The Iranian Regime Fears the Opposition
Unable to crush the unfolding uprising at home, the regime is striking overseas.
By Majid Rafizadeh

The recent massive investigations in Albania of a group of Iranian regime spies did not grab headlines in the US. But its revelations are truly newsworthy.

Unable to crush the unfolding uprising at home, the Iranian regime is striking overseas. Terrorist plots targeting the MEK in Albania, France, the US and Denmark have been foiled. One Iranian diplomat is jailed in Belgium, three have been expelled from France and the Netherlands, and the terrorist arrested in Denmark has been exposed as closely linked to the regime’s ambassador in Norway. Thankfully, those attacks have been to no avail.

What recently happened in Albania? In July, the country’s Special Structure for Combatting Corruption and Organized Crime (SPAK) acting on the request of the Special Prosecutor’s Office, detained and interrogated several Iranian nationals for espionage reportedly on behalf of the Iranian regime. Albanian Police raided apartments and offices where they conducted prohibited activities.

According to the Albanian Police, these individuals had been under investigation for several years. Their espionage activities reportedly occurred on Albanian territory on behalf of the Islamic Revolutionary Guards Corps (IRGC), an entity designated by the United States as a Foreign Terrorist Organization (FTO), and the Ministry of Intelligence and Security (MOIS). The Albanian special courts approved the investigation and raids in order to prevent “possible terrorist attack” against the main Iranian opposition The National Council of Resistance of Iran, or Mujahedin-e Khalq (MEK), which has its headquarters near Tirana, in Ashraf 3.

Recently, two successive visits by former US Secretary of State Mike Pompeo and the 48th Vice President of the United States, Mike Pence, in May and June of this year, to meet with the oppositional group leader, Maryam Rajavi, at Ashraf 3, Albania, are indicative of the pressure that Tehran feels as it faces immense unrest in Iran fueled by the MEK’s resistance units. These events are not happening in a vacuum. They coincide with dueling visits to the region by President Biden to acknowledge the geopolitical reality of regional opposition to the current Iranian regime’s ambitions to dominate the region, and President Putin’s visit to enhance his alliance with the rulers in Tehran against any change to the status quo.

# Required actions:
(A) Translate this sentence from the article on the Iranian regime and its opposition into Spanish: "According to the Albanian Police, these individuals had been under investigation for several years."
(B) List every person named in the body of the article on the Iranian regime and its opposition, excluding the author in the byline.

# Data section:
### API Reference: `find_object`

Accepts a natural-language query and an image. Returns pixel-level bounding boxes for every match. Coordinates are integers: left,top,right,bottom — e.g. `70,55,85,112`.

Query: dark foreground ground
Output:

# Final results:
(A) Según la Policía albanesa, estas personas llevaban varios años bajo investigación.

(B)
- Mike Pompeo
- Mike Pence
- Maryam Rajavi
- Biden
- Putin